Document text:
BEGIN

Fenerbahce fans gather at Thun’s Storkhorn Arena (Nick Miller/The Athletic)

This early arrival isn’t necessarily an expression of pro-Mourinho enthusiasm: this is just what Fenerbahce fans specifically, and Turkish football fans generally, are like. Still, there is a sense of incredulity that Mourinho is at their club: he is their first manager with a Champions League/European Cup title on his CV since Guus Hiddink in 1990. “It’s an amazing thing for Fenerbahce,” says Okan, one of the fans waiting outside, before offering a warning. “But if he doesn’t win the title, he’ll just end up like all the others.”

Indeed. Mourinho has a tough act to follow. Last season, Fenerbahce won 99 points, the highest total in their history, and it would have been the highest in Turkish Super Lig history had Galatasaray not finished on 102, pipping them to the title. Coach Ismail Kartal might have reasonably expected to get a second crack, but no dice: a week after the season ended, Kartal was shoved out of the back door as Mourinho was welcomed through the front.

END

Problem: In the article on Mourinho at Fenerbahce, how many points did Fenerbahce win last season? The entries have nothing to do with the article on Mourinho at Fenerbahce.

Given data:
BEGIN

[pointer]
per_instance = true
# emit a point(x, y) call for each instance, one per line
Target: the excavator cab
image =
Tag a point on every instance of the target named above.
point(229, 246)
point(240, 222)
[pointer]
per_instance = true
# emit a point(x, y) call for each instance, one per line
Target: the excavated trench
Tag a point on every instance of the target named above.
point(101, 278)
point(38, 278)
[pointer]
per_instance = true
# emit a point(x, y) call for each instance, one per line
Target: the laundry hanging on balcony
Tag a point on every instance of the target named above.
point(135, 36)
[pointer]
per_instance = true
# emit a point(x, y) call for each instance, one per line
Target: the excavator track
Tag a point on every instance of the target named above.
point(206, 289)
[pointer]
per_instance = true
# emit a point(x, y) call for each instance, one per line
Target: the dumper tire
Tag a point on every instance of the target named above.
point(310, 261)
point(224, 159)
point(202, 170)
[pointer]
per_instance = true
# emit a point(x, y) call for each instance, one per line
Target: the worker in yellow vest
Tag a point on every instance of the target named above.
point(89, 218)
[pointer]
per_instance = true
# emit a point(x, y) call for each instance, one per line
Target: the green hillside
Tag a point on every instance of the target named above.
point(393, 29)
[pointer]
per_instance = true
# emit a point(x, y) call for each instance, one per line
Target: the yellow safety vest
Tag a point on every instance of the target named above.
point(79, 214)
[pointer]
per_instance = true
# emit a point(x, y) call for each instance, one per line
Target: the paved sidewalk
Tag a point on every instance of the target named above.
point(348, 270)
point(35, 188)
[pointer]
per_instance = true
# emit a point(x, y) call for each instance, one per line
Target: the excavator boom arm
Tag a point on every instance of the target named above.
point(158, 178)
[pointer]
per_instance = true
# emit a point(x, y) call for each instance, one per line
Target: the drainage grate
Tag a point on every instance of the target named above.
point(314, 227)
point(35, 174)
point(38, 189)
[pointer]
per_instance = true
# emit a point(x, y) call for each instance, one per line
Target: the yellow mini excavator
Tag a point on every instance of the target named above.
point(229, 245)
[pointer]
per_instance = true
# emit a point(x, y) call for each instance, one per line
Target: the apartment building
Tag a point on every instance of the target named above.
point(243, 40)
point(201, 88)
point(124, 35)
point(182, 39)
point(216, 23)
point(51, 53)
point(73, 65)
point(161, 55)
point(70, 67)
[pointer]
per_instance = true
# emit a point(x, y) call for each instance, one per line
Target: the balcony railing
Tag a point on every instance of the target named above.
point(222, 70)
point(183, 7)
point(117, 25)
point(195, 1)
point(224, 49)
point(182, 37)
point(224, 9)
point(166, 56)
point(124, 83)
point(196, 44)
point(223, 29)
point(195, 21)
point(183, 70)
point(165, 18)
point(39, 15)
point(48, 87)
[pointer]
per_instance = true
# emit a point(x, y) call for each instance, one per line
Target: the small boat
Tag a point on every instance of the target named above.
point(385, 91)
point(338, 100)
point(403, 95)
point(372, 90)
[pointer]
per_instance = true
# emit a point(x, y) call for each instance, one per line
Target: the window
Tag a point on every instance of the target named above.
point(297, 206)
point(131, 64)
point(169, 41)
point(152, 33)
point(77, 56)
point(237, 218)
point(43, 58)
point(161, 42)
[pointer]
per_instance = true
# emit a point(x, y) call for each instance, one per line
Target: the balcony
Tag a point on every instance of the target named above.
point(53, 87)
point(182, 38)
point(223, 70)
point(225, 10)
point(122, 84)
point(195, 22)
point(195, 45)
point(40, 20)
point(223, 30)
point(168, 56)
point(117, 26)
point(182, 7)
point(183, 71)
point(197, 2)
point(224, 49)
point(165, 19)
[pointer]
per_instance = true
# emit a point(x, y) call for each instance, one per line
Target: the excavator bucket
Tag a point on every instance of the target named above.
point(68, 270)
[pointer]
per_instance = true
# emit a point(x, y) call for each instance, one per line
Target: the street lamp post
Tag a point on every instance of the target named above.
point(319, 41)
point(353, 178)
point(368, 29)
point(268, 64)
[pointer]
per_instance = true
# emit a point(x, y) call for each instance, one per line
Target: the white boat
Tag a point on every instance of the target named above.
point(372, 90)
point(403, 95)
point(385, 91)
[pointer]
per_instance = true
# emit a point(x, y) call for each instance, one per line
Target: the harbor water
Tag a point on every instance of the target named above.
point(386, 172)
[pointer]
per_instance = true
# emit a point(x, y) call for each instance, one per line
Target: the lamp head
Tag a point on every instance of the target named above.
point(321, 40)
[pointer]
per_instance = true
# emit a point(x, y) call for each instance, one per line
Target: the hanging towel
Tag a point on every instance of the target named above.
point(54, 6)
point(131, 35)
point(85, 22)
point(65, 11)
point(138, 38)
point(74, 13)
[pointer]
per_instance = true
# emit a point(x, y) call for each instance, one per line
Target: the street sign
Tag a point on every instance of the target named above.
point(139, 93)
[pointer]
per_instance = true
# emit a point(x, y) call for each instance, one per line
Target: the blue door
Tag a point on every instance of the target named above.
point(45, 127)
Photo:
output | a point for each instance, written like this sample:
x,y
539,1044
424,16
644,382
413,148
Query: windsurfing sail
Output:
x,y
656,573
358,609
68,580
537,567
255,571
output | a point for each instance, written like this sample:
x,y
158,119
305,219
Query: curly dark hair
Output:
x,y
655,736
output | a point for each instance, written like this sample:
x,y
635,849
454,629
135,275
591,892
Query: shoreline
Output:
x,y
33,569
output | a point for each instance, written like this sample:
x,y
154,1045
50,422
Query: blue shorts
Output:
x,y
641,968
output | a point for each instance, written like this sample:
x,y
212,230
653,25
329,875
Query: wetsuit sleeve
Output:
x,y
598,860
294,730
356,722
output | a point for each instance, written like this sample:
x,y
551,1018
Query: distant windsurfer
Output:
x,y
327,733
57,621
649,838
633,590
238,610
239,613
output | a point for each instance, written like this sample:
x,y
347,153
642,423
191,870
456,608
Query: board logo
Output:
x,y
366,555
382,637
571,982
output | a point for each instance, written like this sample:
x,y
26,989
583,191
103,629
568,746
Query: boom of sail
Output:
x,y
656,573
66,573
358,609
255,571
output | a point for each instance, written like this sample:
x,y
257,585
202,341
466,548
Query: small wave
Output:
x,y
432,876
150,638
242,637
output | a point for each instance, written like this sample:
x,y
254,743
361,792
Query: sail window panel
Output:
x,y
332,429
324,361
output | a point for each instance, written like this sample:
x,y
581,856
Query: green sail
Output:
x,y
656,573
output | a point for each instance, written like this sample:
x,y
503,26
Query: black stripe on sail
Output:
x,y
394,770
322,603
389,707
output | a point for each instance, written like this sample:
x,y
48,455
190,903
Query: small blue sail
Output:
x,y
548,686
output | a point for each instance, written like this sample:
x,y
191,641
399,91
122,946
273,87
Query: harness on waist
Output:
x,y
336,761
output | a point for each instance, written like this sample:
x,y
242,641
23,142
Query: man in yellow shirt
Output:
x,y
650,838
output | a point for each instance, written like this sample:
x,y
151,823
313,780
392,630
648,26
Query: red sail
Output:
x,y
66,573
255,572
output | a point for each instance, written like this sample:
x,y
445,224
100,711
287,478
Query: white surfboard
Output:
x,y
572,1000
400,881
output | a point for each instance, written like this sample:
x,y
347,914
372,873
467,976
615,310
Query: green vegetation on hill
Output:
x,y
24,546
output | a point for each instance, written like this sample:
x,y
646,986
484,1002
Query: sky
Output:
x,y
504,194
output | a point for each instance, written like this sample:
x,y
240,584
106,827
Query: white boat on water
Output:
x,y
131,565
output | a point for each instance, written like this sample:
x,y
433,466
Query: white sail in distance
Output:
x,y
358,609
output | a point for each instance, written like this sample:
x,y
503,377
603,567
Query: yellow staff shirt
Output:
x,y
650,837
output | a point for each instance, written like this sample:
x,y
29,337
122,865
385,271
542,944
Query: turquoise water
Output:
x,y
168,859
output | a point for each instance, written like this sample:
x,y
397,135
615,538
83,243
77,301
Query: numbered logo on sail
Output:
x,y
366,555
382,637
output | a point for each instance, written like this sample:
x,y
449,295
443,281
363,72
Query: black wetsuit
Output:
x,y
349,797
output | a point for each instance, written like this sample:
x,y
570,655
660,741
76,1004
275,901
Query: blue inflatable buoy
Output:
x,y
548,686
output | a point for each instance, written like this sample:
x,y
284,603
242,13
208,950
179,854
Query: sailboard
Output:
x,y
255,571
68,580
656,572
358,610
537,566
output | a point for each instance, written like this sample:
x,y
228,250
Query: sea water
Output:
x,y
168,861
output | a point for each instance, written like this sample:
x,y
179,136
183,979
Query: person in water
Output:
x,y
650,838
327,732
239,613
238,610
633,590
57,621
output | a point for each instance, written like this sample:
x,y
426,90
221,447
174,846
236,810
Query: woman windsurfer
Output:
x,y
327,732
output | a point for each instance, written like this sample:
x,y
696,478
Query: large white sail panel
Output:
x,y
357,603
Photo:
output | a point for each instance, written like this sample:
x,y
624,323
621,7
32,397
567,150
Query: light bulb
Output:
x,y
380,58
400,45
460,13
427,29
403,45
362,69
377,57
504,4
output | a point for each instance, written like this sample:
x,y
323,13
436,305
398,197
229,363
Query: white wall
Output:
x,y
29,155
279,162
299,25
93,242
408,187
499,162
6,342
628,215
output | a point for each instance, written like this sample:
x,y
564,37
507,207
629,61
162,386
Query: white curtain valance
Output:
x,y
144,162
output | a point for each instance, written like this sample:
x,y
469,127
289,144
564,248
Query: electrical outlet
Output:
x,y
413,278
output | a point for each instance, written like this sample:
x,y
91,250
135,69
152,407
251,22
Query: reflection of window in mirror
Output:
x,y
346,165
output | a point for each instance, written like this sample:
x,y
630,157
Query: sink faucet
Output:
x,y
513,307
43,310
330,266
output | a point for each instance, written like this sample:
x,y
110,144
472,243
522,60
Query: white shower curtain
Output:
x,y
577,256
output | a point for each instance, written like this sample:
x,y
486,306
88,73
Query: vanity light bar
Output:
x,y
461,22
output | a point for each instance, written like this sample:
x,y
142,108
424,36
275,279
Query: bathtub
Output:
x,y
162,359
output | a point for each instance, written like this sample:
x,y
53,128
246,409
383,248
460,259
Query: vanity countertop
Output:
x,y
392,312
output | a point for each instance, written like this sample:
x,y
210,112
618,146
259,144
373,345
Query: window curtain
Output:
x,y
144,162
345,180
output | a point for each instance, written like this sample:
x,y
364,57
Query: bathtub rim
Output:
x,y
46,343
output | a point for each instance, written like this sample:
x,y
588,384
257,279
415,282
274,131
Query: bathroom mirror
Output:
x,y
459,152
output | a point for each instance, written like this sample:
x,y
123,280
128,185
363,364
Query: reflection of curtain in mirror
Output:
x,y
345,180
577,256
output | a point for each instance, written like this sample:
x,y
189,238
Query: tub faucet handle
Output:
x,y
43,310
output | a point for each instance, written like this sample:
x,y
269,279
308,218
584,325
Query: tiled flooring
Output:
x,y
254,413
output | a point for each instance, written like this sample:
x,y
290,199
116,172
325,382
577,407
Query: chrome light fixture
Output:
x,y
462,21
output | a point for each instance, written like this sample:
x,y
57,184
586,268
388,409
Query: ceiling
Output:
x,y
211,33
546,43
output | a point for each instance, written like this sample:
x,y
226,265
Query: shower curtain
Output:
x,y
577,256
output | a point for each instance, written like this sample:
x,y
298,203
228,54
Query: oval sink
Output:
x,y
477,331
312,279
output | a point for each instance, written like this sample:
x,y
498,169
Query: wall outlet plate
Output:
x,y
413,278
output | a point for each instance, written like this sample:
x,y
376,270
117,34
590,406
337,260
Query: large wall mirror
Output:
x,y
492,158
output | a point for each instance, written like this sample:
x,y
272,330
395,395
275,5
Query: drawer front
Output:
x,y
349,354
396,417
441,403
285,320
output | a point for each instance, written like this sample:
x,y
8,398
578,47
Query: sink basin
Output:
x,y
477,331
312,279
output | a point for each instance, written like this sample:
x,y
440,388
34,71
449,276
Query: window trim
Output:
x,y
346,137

END

Task output: 99 points.